Problem ▸
Restate the data below word for word. Skip any images it contains.

Task data ▸
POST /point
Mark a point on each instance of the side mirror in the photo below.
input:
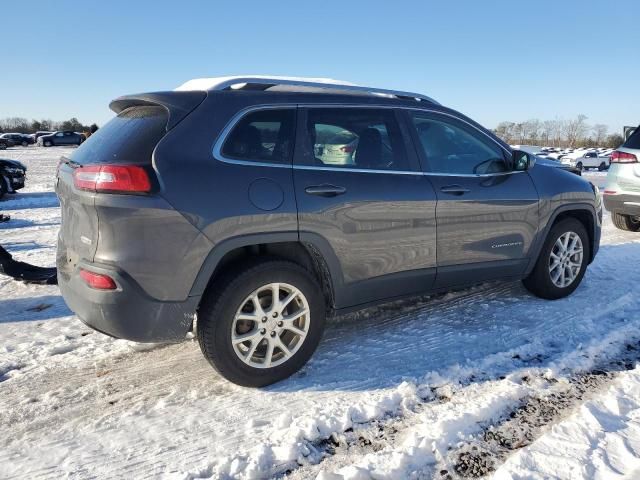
(522, 161)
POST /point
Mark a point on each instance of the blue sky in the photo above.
(493, 60)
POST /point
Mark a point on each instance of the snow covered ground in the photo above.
(485, 381)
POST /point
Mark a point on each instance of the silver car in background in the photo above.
(622, 192)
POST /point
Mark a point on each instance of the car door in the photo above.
(487, 213)
(364, 203)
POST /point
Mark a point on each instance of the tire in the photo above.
(540, 281)
(229, 297)
(3, 187)
(625, 222)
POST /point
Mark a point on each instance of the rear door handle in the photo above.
(454, 190)
(325, 190)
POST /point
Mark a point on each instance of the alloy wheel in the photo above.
(271, 325)
(565, 260)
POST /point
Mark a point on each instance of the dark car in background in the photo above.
(40, 133)
(18, 138)
(61, 138)
(12, 176)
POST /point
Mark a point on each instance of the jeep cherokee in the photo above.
(214, 205)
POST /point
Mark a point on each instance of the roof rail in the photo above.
(257, 81)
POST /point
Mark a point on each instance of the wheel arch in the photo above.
(312, 253)
(584, 213)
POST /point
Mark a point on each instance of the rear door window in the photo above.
(262, 136)
(130, 137)
(362, 138)
(449, 147)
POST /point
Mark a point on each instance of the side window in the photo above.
(452, 148)
(263, 136)
(364, 138)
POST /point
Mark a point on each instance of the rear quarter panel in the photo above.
(561, 190)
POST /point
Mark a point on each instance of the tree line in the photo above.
(23, 125)
(562, 133)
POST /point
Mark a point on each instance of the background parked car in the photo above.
(18, 138)
(12, 176)
(622, 191)
(39, 134)
(590, 159)
(61, 138)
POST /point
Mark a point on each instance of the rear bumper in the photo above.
(127, 312)
(622, 204)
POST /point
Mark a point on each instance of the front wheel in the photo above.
(626, 222)
(562, 262)
(262, 323)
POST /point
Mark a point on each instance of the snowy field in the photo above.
(487, 381)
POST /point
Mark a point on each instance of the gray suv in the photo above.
(214, 208)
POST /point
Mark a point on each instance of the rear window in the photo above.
(129, 137)
(634, 140)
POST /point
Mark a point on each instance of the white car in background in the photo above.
(622, 191)
(589, 159)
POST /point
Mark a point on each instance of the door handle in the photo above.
(454, 190)
(325, 190)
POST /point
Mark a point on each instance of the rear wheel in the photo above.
(626, 222)
(262, 323)
(562, 262)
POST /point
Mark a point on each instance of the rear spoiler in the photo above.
(177, 104)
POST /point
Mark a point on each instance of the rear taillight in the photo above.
(623, 157)
(97, 280)
(112, 178)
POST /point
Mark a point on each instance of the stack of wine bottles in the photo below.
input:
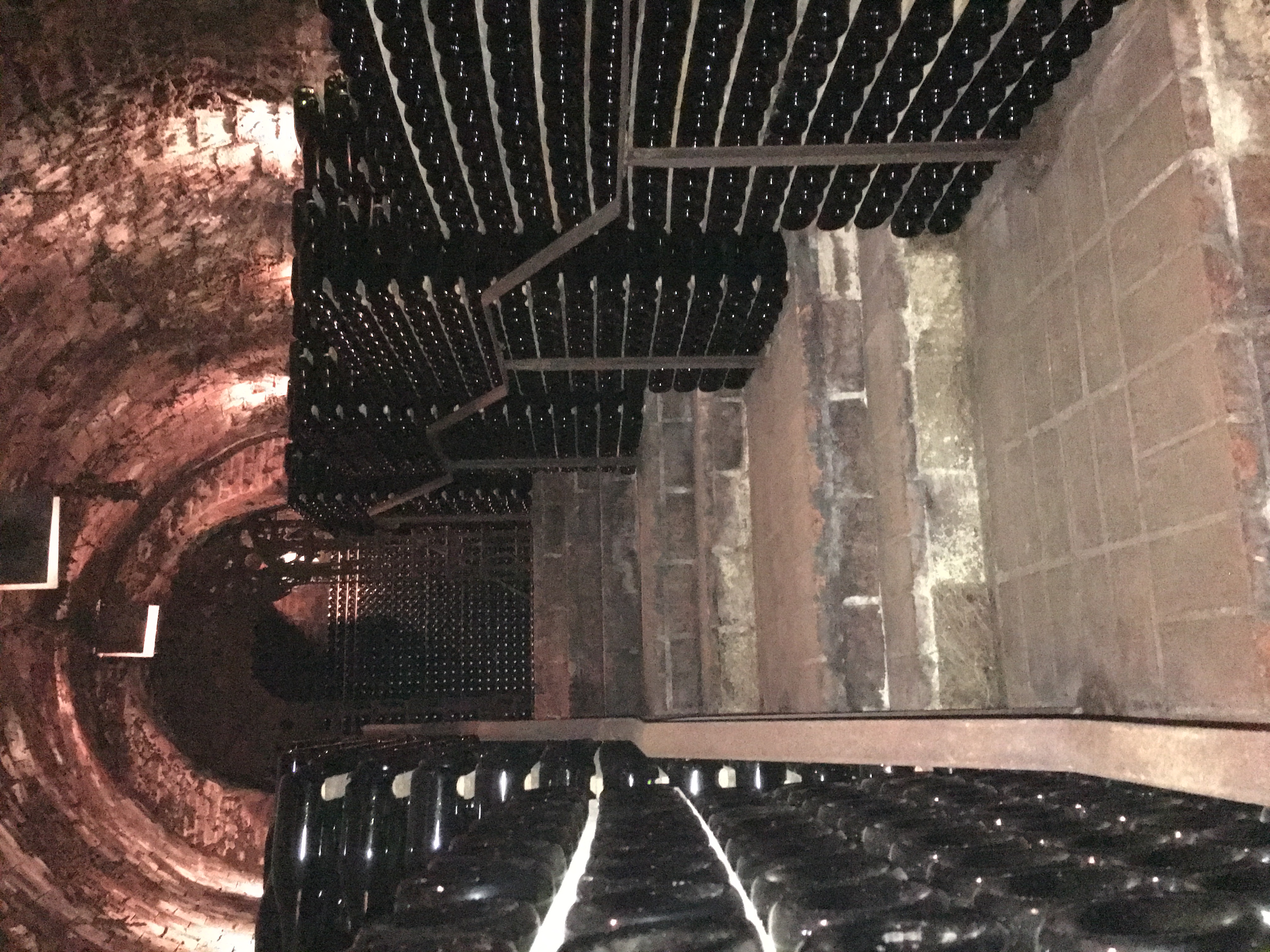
(488, 122)
(380, 847)
(463, 136)
(436, 620)
(373, 842)
(472, 496)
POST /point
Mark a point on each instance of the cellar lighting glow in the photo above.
(148, 642)
(255, 393)
(751, 913)
(552, 932)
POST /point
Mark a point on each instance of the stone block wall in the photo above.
(695, 555)
(869, 577)
(1118, 327)
(587, 647)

The output ▸
POST /point
Mark a point on each instance of the side mirror in the photo below.
input:
(522, 161)
POST /point
Mark a point on each instance of the blue sky in the photo above.
(493, 60)
POST /point
Mark a point on each instance of the snow covered ground in the photo above.
(485, 381)
POST /point
Mark a point on each instance of the silver car in background in the photo above.
(622, 192)
POST /point
Mark a point on each instance of the car door in the photo above.
(487, 213)
(364, 203)
POST /point
Mark a point on each instance of the tire in the photo above.
(540, 281)
(229, 297)
(3, 187)
(625, 222)
POST /point
Mark a point on each instance of the rear door handle in the photo above.
(454, 190)
(325, 190)
POST /point
Mark a point on each instance of the alloy wheel in the photo above.
(271, 325)
(565, 260)
POST /point
Mark a point on each instance of the dark car in background in the photo above.
(40, 133)
(18, 138)
(61, 138)
(12, 176)
POST /point
Mark a point on each instance of the jeep cherokee in the photo above.
(214, 205)
POST /point
Mark a point on each instance of the roof rail in the photo above.
(257, 81)
POST /point
Mark a point on each instance of the wheel arch in the photo above.
(312, 253)
(584, 213)
POST /point
Mark a point on each instance of the rear door window in the photo above.
(262, 136)
(130, 137)
(362, 138)
(449, 147)
POST /point
Mark a point on each instance of the side window in the photo above.
(452, 148)
(263, 136)
(364, 138)
POST /point
Mark a point on each instance of the rear quarter panel in the photo above.
(561, 190)
POST /point
Mark a point on each instance of the tree line in the photo above.
(23, 125)
(562, 133)
POST /point
Mark a point on each instance of the background parked car in the photo above.
(18, 138)
(12, 176)
(622, 191)
(39, 134)
(590, 159)
(61, 138)
POST /point
Mark a point on each instance of the rear bumper in the photo above.
(127, 312)
(622, 204)
POST /point
Mark a point on each instance of the front wheel in the photo above.
(626, 222)
(562, 262)
(262, 323)
POST /point
Mark a point on each instance of the snowy field in the photo above.
(487, 381)
POST /point
Mark a point on each instance of the gray suv in the photo above.
(214, 208)
POST /point
Mark a point on each instance of the rear window in the photo above.
(129, 137)
(634, 140)
POST /point
Mark a point on each instance of the white car in background in the photo above.
(622, 191)
(589, 159)
POST /point
Mark a point on each instance of the door handle in the photo above.
(454, 190)
(325, 190)
POST /point
Mark a point on each instance of the rear wheel in the photo above.
(626, 222)
(262, 323)
(562, 262)
POST /point
Mark a point on each instance of the rear spoiler in the photo above.
(177, 104)
POST /point
Mark a point on each instance of the rear taillight in the photo above.
(623, 157)
(97, 280)
(112, 178)
POST /point
Mark a point on each instance of the stack of wine bottles in the photo below.
input:
(488, 122)
(380, 847)
(463, 136)
(436, 620)
(373, 842)
(472, 496)
POST /point
Mark a point on each instance of the cellar lighting glow in the photo above.
(148, 642)
(255, 393)
(751, 913)
(552, 932)
POST /point
Mark a point on each instance of the stone block wall in the photo above.
(695, 555)
(869, 577)
(1118, 327)
(587, 647)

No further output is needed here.